(Dataset records about object locations)
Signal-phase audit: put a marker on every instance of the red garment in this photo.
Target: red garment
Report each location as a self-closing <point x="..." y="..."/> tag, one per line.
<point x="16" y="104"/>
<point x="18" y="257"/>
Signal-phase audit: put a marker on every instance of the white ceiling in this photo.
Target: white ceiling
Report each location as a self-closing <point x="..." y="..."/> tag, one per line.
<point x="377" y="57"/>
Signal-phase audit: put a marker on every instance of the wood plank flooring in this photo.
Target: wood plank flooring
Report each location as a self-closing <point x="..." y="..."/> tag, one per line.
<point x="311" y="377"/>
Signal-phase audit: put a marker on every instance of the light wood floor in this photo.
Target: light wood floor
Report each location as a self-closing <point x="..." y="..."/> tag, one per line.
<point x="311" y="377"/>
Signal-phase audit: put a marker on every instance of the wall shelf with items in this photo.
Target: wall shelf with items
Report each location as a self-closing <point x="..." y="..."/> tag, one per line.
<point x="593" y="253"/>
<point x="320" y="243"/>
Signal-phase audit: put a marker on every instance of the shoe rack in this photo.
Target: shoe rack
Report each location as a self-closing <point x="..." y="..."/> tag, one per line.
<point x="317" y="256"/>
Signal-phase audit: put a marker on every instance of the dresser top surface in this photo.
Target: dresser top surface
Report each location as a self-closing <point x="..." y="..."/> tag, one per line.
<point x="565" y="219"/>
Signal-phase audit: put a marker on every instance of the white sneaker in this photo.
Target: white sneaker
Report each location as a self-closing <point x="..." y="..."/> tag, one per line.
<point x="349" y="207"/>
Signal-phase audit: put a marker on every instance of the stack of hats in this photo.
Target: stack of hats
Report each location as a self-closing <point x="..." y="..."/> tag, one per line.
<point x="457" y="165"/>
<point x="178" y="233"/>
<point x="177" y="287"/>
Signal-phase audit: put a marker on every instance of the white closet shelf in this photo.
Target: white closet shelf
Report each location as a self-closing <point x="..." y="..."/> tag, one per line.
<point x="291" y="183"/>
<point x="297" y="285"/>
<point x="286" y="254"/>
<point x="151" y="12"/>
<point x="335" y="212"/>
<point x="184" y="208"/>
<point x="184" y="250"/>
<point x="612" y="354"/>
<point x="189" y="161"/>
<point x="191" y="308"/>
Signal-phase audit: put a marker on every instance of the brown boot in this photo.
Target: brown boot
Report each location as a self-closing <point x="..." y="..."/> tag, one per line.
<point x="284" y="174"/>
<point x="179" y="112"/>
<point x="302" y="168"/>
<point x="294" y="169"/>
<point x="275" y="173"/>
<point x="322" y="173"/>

_JOB_
Rewrite every line of the entries above as a single numbered list, omitting any blank lines.

_SOLUTION FOR THIS EXERCISE_
1. Signal-phase audit: put a marker on every instance of the red garment in this photo.
2. Target: red garment
3. Report each location as a self-closing <point x="..." y="..."/> tag, one per line.
4. <point x="16" y="104"/>
5. <point x="18" y="257"/>
6. Signal-phase audit: put a marker on every instance of the white ceiling in this photo.
7. Target: white ceiling
8. Report each location as a self-closing <point x="..." y="..."/> tag, one per line.
9. <point x="377" y="57"/>
10. Signal-phase audit: put a marker on every instance of the wood plank flooring in this photo.
11. Target: wood plank flooring
12. Report each location as a self-closing <point x="..." y="..."/> tag, one per line.
13. <point x="311" y="377"/>
14. Signal-phase audit: put a marker on every instance of the light wood floor in this photo.
15. Target: light wood floor
16. Report each location as a self-closing <point x="..." y="..."/> tag, one per line.
17. <point x="311" y="377"/>
18. Signal-phase audit: put a marker on every instance of the wall shelf with items in this photo.
19. Target: wall shelf with items
20. Report each location as a self-closing <point x="..." y="..."/> tag, one per line.
21. <point x="593" y="253"/>
22. <point x="320" y="243"/>
23. Signal-phase audit: put a marker on every instance of the shoe rack in this photo.
24. Target: shoe rack
25. Report each location as a self-closing <point x="..." y="..."/> tag, one per line.
26. <point x="317" y="256"/>
27. Signal-phase audit: put a marker on every instance of the dresser top surface in this photo.
28. Target: dresser top surface
29. Report each location as a self-closing <point x="..." y="..."/> tag, one per line.
30. <point x="565" y="219"/>
31. Signal-phase audit: put a marker on every instance of the white sneaker in this photo.
32. Target: white sneaker
33. Report each location as a self-closing <point x="..." y="..."/> tag, one per line.
34. <point x="349" y="207"/>
35. Signal-phase audit: put a marker on every instance of the stack of hats in this photo.
36. Target: stack of hats
37. Report each location as a self-closing <point x="..." y="..."/> tag, one per line.
38. <point x="457" y="165"/>
39. <point x="178" y="233"/>
40. <point x="177" y="287"/>
41. Signal-phase audit: put a marker on every instance of the white closet shelf in this photo.
42. Target: white closet shelf
43. Report each location as a self-closing <point x="..." y="..."/> tag, one per line.
44. <point x="291" y="183"/>
45. <point x="297" y="285"/>
46. <point x="286" y="254"/>
47. <point x="151" y="12"/>
48. <point x="335" y="212"/>
49. <point x="184" y="208"/>
50. <point x="184" y="250"/>
51. <point x="612" y="354"/>
52. <point x="189" y="161"/>
53. <point x="191" y="308"/>
54. Signal-phase audit: put a marker on every instance of the brown boot in this photo.
55. Target: brown boot
56. Report each location as a self-closing <point x="..." y="..."/> tag, one per line.
57. <point x="284" y="174"/>
58. <point x="179" y="112"/>
59. <point x="302" y="168"/>
60. <point x="294" y="169"/>
61. <point x="275" y="173"/>
62. <point x="322" y="173"/>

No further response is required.